■ Text excerpt ■
-- begin --
[Qemu-devel] [PATCH v4] exec: Fix non-power-of-2 sized accesses

qemu-devel.nongnu.org archive mirror
 help / color / mirror / Atom feed

* [Qemu-devel] [PATCH v4] exec: Fix non-power-of-2 sized accesses
@ 2013-08-16 21:58 Alex Williamson
  2013-08-17  6:33 ` Paolo Bonzini
  2013-08-17  8:23 ` Laszlo Ersek
  0 siblings, 2 replies; 7+ messages in thread
From: Alex Williamson @ 2013-08-16 21:58 UTC (permalink / raw)
  To: qemu-devel; +Cc: lersek, qemu-stable, rth

Since commit 23326164 we align access sizes to match the alignment of
the address, but we don't align the access size itself.  This means we
let illegal access sizes (ex. 3) slip through if the address is
sufficiently aligned (ex. 4).  This results in an abort which would be
easy for a guest to trigger.  Account for aligning the access size.

Signed-off-by: Alex Williamson <alex.williamson@redhat.com>
Cc: qemu-stable@nongnu.org
---

v4: KISS
v3: Highest power of 2, not lowest
v2: Remove unnecessary loop condition

 exec.c |   18 +++++++++++++-----
 1 file changed, 13 insertions(+), 5 deletions(-)

diff --git a/exec.c b/exec.c
index 3ca9381..67a822c 100644
--- a/exec.c
+++ b/exec.c
@@ -1924,12 +1924,20 @@ static int memory_access_size(MemoryRegion *mr, unsigned l, hwaddr addr)
         }
     }
 
-    /* Don't attempt accesses larger than the maximum.  */
-    if (l > access_size_max) {
-        l = access_size_max;
+    /* Don't attempt accesses larger than the maximum or unsupported sizes.  */
+    if (l >= access_size_max) {
+        return access_size_max;
+    } else {
+        if (l >= 8) {
+            return 8;
+        } else if (l >= 4) {
+            return 4;
+        } else if (l >= 2) {
+            return 2;
+        } else {
+            return 1;
+        }
     }
-
-    return l;
 }
 
 bool address_space_rw(AddressSpace *as, hwaddr addr, uint8_t *buf,

^ permalink raw reply related	[flat|nested] 7+ messages in thread

* Re: [Qemu-devel] [PATCH v4] exec: Fix non-power-of-2 sized accesses
  2013-08-16 21:58 [Qemu-devel] [PATCH v4] exec: Fix non-power-of-2 sized accesses Alex Williamson
@ 2013-08-17  6:33 ` Paolo Bonzini
  2013-08-17 15:19   ` Alex Williamson
  2013-08-17  8:23 ` Laszlo Ersek
  1 sibling, 1 reply; 7+ messages in thread
From: Paolo Bonzini @ 2013-08-17  6:33 UTC (permalink / raw)
-- end --
■ Input rows ■
-- begin --
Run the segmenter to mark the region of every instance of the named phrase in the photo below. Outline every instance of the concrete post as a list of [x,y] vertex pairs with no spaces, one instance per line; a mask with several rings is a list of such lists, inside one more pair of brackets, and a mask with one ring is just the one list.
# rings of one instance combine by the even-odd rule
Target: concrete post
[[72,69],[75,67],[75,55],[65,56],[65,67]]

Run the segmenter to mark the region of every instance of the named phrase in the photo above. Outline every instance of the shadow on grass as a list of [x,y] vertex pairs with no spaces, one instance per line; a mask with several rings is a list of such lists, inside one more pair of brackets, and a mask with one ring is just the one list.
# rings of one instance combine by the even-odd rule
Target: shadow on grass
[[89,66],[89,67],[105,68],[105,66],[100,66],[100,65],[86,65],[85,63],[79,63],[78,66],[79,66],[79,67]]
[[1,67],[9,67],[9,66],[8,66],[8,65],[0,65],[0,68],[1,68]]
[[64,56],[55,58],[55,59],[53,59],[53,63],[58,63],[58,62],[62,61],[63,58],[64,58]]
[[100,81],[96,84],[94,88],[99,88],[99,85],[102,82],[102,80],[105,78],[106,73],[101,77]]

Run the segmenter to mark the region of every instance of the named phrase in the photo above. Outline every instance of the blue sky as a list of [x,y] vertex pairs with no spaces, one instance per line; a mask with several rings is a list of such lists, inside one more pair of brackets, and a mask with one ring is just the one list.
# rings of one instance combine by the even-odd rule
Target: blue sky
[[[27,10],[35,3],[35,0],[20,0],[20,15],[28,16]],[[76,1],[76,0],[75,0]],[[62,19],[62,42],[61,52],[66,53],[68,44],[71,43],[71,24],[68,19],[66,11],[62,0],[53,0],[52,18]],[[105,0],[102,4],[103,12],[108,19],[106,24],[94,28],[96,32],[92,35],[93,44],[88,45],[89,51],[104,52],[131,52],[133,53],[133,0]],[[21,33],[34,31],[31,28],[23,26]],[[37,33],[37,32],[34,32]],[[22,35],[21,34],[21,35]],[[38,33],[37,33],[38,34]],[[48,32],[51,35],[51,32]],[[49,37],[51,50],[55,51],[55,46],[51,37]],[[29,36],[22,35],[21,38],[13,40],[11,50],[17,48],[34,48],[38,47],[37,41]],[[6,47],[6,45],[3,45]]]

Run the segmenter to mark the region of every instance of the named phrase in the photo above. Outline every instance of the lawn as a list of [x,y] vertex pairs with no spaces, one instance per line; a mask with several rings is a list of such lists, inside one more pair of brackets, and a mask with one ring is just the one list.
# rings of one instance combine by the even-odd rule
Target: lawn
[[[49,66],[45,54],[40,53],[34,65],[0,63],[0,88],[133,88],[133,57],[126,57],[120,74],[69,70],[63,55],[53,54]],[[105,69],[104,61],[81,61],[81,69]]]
-- end --
-- begin --
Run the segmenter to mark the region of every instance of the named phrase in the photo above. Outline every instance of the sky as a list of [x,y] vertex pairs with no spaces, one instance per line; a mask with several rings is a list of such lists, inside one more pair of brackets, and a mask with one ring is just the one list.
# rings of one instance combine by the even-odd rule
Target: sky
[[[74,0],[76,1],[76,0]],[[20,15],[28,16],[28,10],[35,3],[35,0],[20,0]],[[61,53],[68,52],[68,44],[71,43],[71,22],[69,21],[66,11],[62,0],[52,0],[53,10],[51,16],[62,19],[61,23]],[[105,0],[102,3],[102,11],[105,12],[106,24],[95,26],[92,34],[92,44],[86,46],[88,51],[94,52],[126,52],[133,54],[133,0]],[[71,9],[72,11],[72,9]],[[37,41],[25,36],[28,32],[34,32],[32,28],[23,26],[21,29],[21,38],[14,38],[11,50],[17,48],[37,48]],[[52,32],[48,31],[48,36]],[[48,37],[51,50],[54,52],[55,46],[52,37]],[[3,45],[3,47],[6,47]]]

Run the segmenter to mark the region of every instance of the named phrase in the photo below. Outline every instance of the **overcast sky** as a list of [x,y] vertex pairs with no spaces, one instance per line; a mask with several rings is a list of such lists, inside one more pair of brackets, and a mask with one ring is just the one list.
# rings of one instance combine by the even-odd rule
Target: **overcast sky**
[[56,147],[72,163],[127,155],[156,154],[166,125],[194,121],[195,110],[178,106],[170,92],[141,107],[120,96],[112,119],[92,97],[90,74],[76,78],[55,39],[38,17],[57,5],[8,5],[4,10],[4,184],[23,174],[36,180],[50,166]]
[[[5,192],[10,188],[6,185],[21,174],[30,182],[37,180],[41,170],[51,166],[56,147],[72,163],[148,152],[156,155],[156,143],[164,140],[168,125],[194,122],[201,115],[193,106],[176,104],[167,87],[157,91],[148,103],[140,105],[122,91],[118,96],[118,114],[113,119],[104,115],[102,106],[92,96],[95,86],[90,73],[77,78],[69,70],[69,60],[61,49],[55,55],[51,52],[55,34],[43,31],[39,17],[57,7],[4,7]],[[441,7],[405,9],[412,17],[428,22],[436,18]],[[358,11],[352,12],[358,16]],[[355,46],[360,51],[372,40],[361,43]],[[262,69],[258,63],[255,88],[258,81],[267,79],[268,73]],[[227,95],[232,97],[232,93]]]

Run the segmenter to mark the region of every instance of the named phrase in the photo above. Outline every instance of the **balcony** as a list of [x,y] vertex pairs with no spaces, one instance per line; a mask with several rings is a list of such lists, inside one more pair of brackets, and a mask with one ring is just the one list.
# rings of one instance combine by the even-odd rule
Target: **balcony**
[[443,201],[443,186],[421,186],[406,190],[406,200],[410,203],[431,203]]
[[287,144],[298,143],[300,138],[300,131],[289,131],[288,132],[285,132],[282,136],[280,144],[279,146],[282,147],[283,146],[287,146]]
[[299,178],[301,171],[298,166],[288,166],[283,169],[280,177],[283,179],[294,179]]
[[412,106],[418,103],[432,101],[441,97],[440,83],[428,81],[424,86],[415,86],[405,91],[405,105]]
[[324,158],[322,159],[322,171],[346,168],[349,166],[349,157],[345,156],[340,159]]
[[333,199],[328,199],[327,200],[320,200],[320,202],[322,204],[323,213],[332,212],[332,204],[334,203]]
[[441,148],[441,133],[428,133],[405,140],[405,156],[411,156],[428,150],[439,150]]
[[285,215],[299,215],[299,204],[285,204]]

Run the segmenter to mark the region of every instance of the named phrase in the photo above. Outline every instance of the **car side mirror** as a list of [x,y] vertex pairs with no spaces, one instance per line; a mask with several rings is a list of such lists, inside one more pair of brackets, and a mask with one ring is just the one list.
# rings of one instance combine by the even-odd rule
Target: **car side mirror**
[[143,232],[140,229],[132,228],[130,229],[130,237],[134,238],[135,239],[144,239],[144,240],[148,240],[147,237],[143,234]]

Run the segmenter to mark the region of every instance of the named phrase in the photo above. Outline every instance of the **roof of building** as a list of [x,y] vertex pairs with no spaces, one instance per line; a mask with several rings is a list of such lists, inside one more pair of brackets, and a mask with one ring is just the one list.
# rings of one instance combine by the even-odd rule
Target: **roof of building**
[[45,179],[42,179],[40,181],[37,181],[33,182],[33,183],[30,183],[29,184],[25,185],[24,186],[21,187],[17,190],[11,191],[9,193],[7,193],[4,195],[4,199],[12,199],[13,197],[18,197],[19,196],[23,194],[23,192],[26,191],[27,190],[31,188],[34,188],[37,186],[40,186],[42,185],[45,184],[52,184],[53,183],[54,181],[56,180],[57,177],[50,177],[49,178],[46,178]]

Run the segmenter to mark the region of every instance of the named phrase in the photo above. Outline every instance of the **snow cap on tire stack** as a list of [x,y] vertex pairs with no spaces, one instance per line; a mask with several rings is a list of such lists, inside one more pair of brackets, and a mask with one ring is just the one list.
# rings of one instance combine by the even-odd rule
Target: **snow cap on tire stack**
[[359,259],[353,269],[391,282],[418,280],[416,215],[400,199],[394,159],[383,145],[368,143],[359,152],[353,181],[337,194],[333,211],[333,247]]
-- end --
■ Exercises to complete ■
1. Add 103 to every coordinate in the answers of the records, starting at the line containing "of the **balcony**" and ending at the line containing "[[285,215],[299,215],[299,204],[285,204]]", and write out only those lines, requests included.
2. Supply the next part of the QEMU patch thread, starting after its last line.
The QEMU patch thread and the records have nothing to do with each other.

■ Written answers ■
1.
Run the segmenter to mark the region of every instance of the named phrase in the photo above. Outline every instance of the **balcony** as a list of [x,y] vertex pairs with no spaces, one instance per line; a mask with several rings is a list of such lists, inside one more pair of brackets, and a mask with one ring is just the one list.
# rings of one instance combine by the even-odd rule
Target: **balcony**
[[546,304],[546,289],[524,289],[509,293],[509,303],[513,306],[534,306]]
[[390,247],[401,246],[403,241],[403,234],[392,234],[391,235],[388,235],[385,239],[383,247],[382,249],[385,250],[386,249],[390,249]]
[[402,281],[404,274],[401,269],[391,269],[386,272],[383,280],[386,282],[397,282]]
[[515,209],[521,206],[535,204],[544,200],[543,186],[531,184],[527,189],[518,189],[508,194],[508,208]]
[[427,261],[425,262],[425,274],[449,271],[452,269],[452,260],[448,259],[443,262]]
[[436,302],[431,302],[430,303],[423,303],[423,305],[425,307],[426,316],[435,315],[435,307],[437,306]]
[[544,251],[544,236],[531,236],[508,243],[508,259],[514,259],[531,253],[542,253]]
[[388,318],[402,318],[402,307],[388,307]]

2.
  To: Alex Williamson; +Cc: rth, lersek, qemu-devel, qemu-stable

Il 16/08/2013 23:58, Alex Williamson ha scritto:
> Since commit 23326164 we align access sizes to match the alignment of
> the address, but we don't align the access size itself.  This means we
> let illegal access sizes (ex. 3) slip through if the address is
> sufficiently aligned (ex. 4).  This results in an abort which would be
> easy for a guest to trigger.  Account for aligning the access size.

Is it the same as this?

http://lists.gnu.org/archive/html/qemu-devel/2013-07/msg05398.html

(which perhaps is buggy as your v1/v2/v3 :))?

Paolo

> Signed-off-by: Alex Williamson <alex.williamson@redhat.com>
> Cc: qemu-stable@nongnu.org
> ---
> 
> v4: KISS
> v3: Highest power of 2, not lowest
> v2: Remove unnecessary loop condition
> 
>  exec.c |   18 +++++++++++++-----
>  1 file changed, 13 insertions(+), 5 deletions(-)
> 
> diff --git a/exec.c b/exec.c
> index 3ca9381..67a822c 100644
> --- a/exec.c
> +++ b/exec.c
> @@ -1924,12 +1924,20 @@ static int memory_access_size(MemoryRegion *mr, unsigned l, hwaddr addr)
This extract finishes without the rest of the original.